Lista de tarefas
**a.** No relato sobre o "Velho" Escoteiro, em que tipo de poltrona ele se encontra sentado?
**b.** Prossiga com o relato sobre o "Velho" Escoteiro, dando continuidade a partir da última frase apresentada.

Trecho selecionado
--------------------------------------------------

Historias e estorias que não foram contadas

Historias e estorias que não foram contadas
uma foto, de um passado distante

quarta-feira, 18 de maio de 2016

Era uma vez... Um "Velho" Escoteiro.


Conversa ao pé do fogo.
Era uma vez... Um "Velho" Escoteiro.

                      Eu estava ali, como fazia todas as quintas feiras, na sala grande sentado no meu banquinho de três pés e o "Velho" Escoteiro de olhos cemi cerrados na sua poltrona de vime, já gasta com o tempo parecia dormitar. Os minutos corriam as horas também e resolvi ir embora. O "Velho" nada dizia e como o conhecia de longa data achei que estava num daqueles dias onde não falava, não ria e serrava os olhos como se estivesse partindo para sua grande aventura no céu. Quantos anos eu o conhecia? Muito tempo que nem sei como precisar. Sei que entrei por causa dele. Eu o amava como se fosse meu pai. Amava também a Vovó sua esposa incomparável. Ele beirando os oitenta e seis anos e ela com seus oitenta. Levantei e falei baixinho – Fica com Deus "Velho" Escoteiro. Vou deixar você só. Boa noite! Ele sem abrir os olhos falou com voz pausada e baixa – Não vá. Não quero ficar sozinho agora!

--------------------------------------------------

Excertos dos registros
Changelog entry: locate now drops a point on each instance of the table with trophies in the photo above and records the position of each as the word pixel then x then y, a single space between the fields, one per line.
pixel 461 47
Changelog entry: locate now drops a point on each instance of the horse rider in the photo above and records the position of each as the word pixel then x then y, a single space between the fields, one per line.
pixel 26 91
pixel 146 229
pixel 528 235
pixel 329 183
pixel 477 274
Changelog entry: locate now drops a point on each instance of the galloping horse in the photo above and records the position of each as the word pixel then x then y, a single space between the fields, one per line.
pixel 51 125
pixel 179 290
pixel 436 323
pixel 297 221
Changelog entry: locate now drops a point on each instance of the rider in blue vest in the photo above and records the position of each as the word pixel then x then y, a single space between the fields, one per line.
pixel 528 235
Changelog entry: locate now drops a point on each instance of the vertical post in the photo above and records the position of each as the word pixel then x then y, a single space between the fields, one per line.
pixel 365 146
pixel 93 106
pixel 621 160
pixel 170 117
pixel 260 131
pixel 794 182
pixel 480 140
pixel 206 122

--------------------------------------------------

Conjunto de respostas
**a.** Em uma poltrona de vime, já gasta com o tempo.

**b.**
                      Ele levantou com dificuldade e vi que estava sério cabisbaixo e pensativo – Sem me perguntar começou a falar: – Será que valeu a pena? Tenho me perguntado quase todos os dias. Será que valeu a pena? Minha vida poderia ter sido outra. Quem sabe seria bem melhor? – Não estava entendendo onde ele queria chegar. – Ele continuou – Você me conheceu já adulto. Ficamos amigos. Hoje é praticamente o único amigo que eu tenho. Nasci neste bairro, nesta casa, e quantas e quantas pessoas um dia entraram por esta porta, sentaram nesta poltrona e me abraçaram? Onde estão eles? – Dos que cresceram comigo se conta nos dedos os que se arriscam a me visitar. Muitos do nosso Grupo Escoteiro se os quiser ver tenho que ir lá. Lutei em todas as frentes possíveis para ver o escotismo ser reconhecido pela nossa sociedade brasileira. Dei cursos, dirigi seminários, fiz milhares de palestras por todo país.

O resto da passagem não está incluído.